• **Task**
Gather every line below that contains the word "each", and list them in the order they appear.

• **Data for this exercise**
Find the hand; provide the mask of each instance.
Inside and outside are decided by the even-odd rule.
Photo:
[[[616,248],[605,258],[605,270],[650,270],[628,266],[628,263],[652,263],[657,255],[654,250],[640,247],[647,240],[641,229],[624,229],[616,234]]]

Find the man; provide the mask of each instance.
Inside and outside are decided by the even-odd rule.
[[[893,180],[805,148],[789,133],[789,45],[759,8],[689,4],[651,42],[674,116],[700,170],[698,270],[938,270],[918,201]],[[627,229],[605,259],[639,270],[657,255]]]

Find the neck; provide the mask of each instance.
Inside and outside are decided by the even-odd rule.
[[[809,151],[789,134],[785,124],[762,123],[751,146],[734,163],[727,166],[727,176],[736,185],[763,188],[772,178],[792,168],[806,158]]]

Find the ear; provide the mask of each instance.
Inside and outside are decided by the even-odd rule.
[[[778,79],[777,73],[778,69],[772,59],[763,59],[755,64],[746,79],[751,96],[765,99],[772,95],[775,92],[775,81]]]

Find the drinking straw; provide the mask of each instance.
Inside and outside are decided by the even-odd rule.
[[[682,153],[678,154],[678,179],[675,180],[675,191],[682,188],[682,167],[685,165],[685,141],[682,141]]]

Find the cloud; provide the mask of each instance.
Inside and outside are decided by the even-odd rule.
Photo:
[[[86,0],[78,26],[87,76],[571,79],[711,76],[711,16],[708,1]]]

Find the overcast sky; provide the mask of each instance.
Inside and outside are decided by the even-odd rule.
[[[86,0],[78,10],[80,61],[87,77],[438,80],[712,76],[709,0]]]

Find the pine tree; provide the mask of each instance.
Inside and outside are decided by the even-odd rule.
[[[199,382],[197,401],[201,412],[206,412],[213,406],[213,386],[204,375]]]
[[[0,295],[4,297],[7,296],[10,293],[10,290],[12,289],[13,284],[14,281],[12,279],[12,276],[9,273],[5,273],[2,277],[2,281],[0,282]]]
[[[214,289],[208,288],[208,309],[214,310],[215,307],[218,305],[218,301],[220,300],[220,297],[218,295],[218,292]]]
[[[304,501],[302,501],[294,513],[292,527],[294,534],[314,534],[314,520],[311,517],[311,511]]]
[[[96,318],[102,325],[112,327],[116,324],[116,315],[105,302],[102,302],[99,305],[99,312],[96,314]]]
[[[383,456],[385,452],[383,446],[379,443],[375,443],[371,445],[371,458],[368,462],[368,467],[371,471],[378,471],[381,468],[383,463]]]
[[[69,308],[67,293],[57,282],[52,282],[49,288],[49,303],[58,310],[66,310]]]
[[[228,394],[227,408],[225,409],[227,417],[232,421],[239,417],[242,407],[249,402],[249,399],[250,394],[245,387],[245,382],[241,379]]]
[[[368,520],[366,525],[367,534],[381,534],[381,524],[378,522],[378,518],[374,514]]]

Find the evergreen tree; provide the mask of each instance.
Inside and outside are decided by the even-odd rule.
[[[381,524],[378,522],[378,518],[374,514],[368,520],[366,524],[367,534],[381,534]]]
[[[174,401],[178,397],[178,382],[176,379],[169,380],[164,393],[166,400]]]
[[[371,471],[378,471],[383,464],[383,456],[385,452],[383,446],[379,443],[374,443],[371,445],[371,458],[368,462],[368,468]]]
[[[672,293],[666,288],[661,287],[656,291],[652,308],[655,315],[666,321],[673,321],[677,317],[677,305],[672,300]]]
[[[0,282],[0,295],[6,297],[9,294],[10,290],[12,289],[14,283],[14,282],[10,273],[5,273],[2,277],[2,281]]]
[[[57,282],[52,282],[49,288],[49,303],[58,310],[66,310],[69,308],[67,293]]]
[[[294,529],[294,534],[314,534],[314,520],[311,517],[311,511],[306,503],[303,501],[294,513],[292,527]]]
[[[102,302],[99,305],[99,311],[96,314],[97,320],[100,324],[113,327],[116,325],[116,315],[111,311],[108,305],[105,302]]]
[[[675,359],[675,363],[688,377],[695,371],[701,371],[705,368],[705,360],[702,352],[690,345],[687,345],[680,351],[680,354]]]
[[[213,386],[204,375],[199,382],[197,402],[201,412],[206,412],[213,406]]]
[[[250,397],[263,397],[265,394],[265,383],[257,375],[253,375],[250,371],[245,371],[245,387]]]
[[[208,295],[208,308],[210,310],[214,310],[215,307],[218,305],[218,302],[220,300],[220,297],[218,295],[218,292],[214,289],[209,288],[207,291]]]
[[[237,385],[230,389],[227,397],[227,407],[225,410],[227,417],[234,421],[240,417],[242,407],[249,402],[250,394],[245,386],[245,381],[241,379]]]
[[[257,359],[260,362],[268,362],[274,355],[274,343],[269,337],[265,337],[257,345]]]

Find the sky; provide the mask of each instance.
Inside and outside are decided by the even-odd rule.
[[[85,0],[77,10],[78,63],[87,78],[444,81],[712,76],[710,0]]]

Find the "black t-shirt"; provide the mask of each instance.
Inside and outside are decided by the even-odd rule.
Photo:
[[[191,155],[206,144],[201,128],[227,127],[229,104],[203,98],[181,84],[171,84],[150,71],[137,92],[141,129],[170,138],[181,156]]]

• **Exercise response**
Find the hand; provide the mask of each instance.
Find the man; provide the mask of each instance.
Find the neck; provide the mask of each instance.
Find the ear; provide the mask of each instance.
Find the drinking straw; provide the mask of each instance.
Find the cloud; provide the mask of each instance.
Find the overcast sky; provide the mask of each instance.
Find the pine tree; provide the mask of each instance.
Find the evergreen tree; provide the mask of each instance.
Find the sky; provide the mask of each instance.
Find the "black t-shirt"; provide the mask of each instance.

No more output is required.